» Extract to read:
For Rene Ruelas, the calls came faster than weeds sprouting in the yard of an empty house.
Foreclosure was looming for the Buena Park home that Ruelas shared with his wife, Rose, and four children. The longshore mechanic was headed into his fourth month without a paycheck because of a workers' compensation dispute as he recovered from his second knee surgery in a year. He was desperate.
"They made it seem so simple," he said of the telephone solicitations that began late last year. "They said they were given my information from the bank and that I just had to pay the money upfront and they'd do all the footwork."
Ruelas said he paid about $4,000 over five weeks to a company that never even contacted his lender to modify his home loan.
Now Ruelas and his family are on the cover of a DVD the Federal Trade Commission is sending out in an effort to curb the calls and mailers that have helped dupe hundreds of thousands of homeowners out of hundreds of millions of dollars.
The DVD -- along with a flurry of lawsuits -- was unveiled Wednesday as a part of Operation Loan Lies, a nationwide crackdown by federal, state and local authorities on those who prey on homeowners desperate for mortgage relief.
"At the moment, there are more scammers than there are government officials going after them," California Atty. Gen. Jerry Brown said at a news conference in downtown Los Angeles. "There are more of these rats coming out of these holes than we can stomp on, but we'll keep doing the best we can."

» Extracted entries:
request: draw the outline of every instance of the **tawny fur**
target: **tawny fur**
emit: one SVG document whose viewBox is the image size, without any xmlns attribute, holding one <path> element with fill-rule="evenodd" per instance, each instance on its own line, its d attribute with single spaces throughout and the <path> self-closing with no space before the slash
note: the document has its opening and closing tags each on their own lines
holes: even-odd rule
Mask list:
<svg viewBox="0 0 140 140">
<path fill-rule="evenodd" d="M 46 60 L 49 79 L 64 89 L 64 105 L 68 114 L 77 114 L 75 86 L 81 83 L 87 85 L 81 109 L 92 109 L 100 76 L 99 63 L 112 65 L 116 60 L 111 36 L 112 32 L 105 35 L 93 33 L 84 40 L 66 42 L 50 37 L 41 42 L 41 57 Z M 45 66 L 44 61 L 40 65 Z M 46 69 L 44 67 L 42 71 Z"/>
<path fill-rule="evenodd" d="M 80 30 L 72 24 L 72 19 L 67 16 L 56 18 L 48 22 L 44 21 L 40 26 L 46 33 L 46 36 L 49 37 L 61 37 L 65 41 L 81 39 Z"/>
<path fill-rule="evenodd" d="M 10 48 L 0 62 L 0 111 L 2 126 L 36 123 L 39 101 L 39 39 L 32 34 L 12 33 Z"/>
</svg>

» Actions to take:
A) Summarize the news article on mortgage relief scams in two sentences.
B) According to the news article on mortgage relief scams, what is the name of the nationwide crackdown?
C) Please copy out of the news article on mortgage relief scams the stretch from "For Rene Ruelas, the" through "He was desperate.".

» Answer list:
A) Rene Ruelas, a longshore mechanic facing foreclosure on his Buena Park home, paid about $4,000 over five weeks to a company that never even contacted his lender to modify his home loan. He and his family now appear on the cover of a Federal Trade Commission DVD, unveiled Wednesday with a flurry of lawsuits as part of Operation Loan Lies, a nationwide crackdown on those who prey on homeowners desperate for mortgage relief.

B) Operation Loan Lies.

C)
For Rene Ruelas, the calls came faster than weeds sprouting in the yard of an empty house.
Foreclosure was looming for the Buena Park home that Ruelas shared with his wife, Rose, and four children. The longshore mechanic was headed into his fourth month without a paycheck because of a workers' compensation dispute as he recovered from his second knee surgery in a year. He was desperate.